-------- Data --------
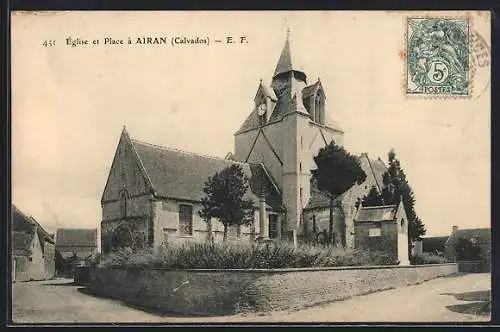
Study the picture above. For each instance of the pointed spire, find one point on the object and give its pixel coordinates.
(285, 63)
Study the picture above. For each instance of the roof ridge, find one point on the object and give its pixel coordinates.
(379, 206)
(162, 147)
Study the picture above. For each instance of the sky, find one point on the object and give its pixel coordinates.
(69, 104)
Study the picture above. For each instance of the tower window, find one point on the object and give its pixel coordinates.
(319, 108)
(273, 226)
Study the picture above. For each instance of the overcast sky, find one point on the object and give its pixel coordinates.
(69, 104)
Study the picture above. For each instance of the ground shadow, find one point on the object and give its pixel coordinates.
(472, 296)
(480, 303)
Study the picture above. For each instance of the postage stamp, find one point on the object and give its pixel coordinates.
(438, 56)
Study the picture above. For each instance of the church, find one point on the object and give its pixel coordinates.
(154, 192)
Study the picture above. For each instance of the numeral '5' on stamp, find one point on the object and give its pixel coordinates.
(438, 56)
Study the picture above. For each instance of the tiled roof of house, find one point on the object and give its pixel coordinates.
(481, 235)
(180, 174)
(377, 213)
(21, 243)
(75, 237)
(285, 61)
(375, 167)
(434, 243)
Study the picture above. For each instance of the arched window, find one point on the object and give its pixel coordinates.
(319, 108)
(123, 203)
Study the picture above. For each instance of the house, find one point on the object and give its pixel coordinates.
(434, 244)
(383, 228)
(152, 193)
(33, 251)
(81, 243)
(477, 237)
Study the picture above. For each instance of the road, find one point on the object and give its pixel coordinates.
(450, 299)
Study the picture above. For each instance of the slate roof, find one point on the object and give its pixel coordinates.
(285, 62)
(179, 174)
(482, 235)
(377, 213)
(21, 243)
(22, 222)
(75, 237)
(434, 243)
(376, 167)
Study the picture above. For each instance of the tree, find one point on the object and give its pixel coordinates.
(373, 198)
(337, 171)
(396, 187)
(223, 198)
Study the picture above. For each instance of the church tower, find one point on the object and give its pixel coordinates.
(284, 131)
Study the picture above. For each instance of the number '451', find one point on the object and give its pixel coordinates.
(49, 43)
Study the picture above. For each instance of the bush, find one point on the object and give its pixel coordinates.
(426, 258)
(243, 256)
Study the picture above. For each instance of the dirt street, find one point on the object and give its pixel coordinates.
(452, 299)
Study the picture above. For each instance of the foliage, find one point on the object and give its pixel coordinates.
(223, 198)
(426, 258)
(337, 171)
(208, 255)
(396, 187)
(467, 250)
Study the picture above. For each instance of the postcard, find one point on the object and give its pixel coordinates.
(250, 166)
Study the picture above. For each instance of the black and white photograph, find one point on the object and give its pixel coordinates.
(242, 167)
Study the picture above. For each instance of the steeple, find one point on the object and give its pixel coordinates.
(285, 62)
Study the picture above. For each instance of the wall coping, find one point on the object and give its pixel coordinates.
(290, 270)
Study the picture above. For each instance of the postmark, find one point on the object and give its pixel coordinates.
(437, 61)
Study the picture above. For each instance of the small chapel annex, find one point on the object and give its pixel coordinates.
(155, 191)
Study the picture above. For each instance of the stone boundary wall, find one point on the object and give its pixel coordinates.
(225, 292)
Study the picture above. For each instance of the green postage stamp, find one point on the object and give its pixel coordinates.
(437, 56)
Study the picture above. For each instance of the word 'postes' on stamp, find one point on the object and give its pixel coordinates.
(438, 56)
--------
What you should produce is an exact copy of the records, with the pictures left out.

Study the picture above. For each instance of the pointed spire, find one point on the object and give its pixel coordinates.
(285, 63)
Study the picture above. For each instance of the roof ridge, find one point on the object and give its pixel coordinates.
(379, 206)
(162, 147)
Study the picture above. For each instance of the sky, find one point on the object and give its pixel coordinates.
(69, 104)
Study the picture above. For each instance of the tower window, find one point on the object and give its pixel coordinates.
(319, 108)
(273, 226)
Study the picture above. For each instance of the overcast sky, find one point on the object and give its pixel coordinates.
(69, 104)
Study the picture above. For each instance of the ground shadow, find one point on the object and give its pixel coordinates.
(472, 296)
(480, 303)
Study the picture above. For each instance of the postage stamp, find one point on the object and give its pixel coordinates.
(438, 56)
Study the picture above. For each instance of the church, find one point on the object and give its pixel coordinates.
(154, 192)
Study the picture above. For each instance of the numeral '5' on stamp, find one point on the object and give its pixel coordinates.
(438, 56)
Study the picture above. For each instance of the tiled roof of house, find one point on the object and give its pixel coordinates.
(481, 235)
(180, 174)
(377, 213)
(21, 243)
(75, 237)
(285, 61)
(375, 167)
(434, 243)
Study the picture above. For each instance of the arched window, find one point on the object and give its pixel coordinates.
(319, 108)
(123, 203)
Study the picture above. For each instance of the house, find one point on the object and give its pixel coordinates.
(434, 244)
(383, 228)
(152, 193)
(33, 251)
(81, 243)
(477, 237)
Study the picture above. For each instance of the road, find one point on the object and give its pixel coordinates.
(450, 299)
Study the picture above. For each instance of the slate roof, find one point on the object and give its pixel coordinates.
(285, 62)
(179, 174)
(482, 235)
(377, 213)
(21, 243)
(22, 222)
(75, 237)
(434, 243)
(376, 167)
Study the picture above. For each instance of the tree, find one point on the object and give its pixel coordinates.
(373, 198)
(337, 171)
(396, 187)
(223, 198)
Study the picture above. For each instance of the church tower, find one point on the object and give its pixel coordinates.
(284, 131)
Study the picture above. For each instance of the number '451', find one point on the object and give its pixel coordinates.
(49, 43)
Study the picture above. For each instance of the bush, find one point on the object and give its pixel coordinates.
(426, 258)
(243, 256)
Study the picture above. For each instance of the dirt street, find one point on the object and give its pixel coordinates.
(452, 299)
Study the picture above. For each instance of the foliage, find one point on the object and give its pixel coordinates.
(223, 198)
(426, 258)
(337, 171)
(208, 255)
(396, 187)
(467, 250)
Study the picture above. For each instance of the postcard, find one point on the object and give its pixel coordinates.
(250, 166)
Study the picture above. For each instance of the black and white photograph, find one point on the object and give its pixel coordinates.
(242, 167)
Study the picture above. For each instance of the steeple, find one point on the object and give its pixel coordinates.
(285, 62)
Study the picture above. For each instance of the wall coping, find one point on the object and give its pixel coordinates.
(290, 270)
Study the picture above. For each instance of the postmark, find one point on the object and give its pixel coordinates.
(437, 61)
Study the picture above. For each instance of the small chapel annex, find one point on the object and give its pixel coordinates.
(155, 191)
Study the picture above. For each instance of the stone boundary wall, find one point on the object and give its pixel coordinates.
(225, 292)
Study the picture above. For each instance of the green postage stamp, find one point on the object and give its pixel coordinates.
(437, 56)
Study the picture above. For each instance of the word 'postes' on stamp, find one point on the object and give its pixel coordinates.
(438, 56)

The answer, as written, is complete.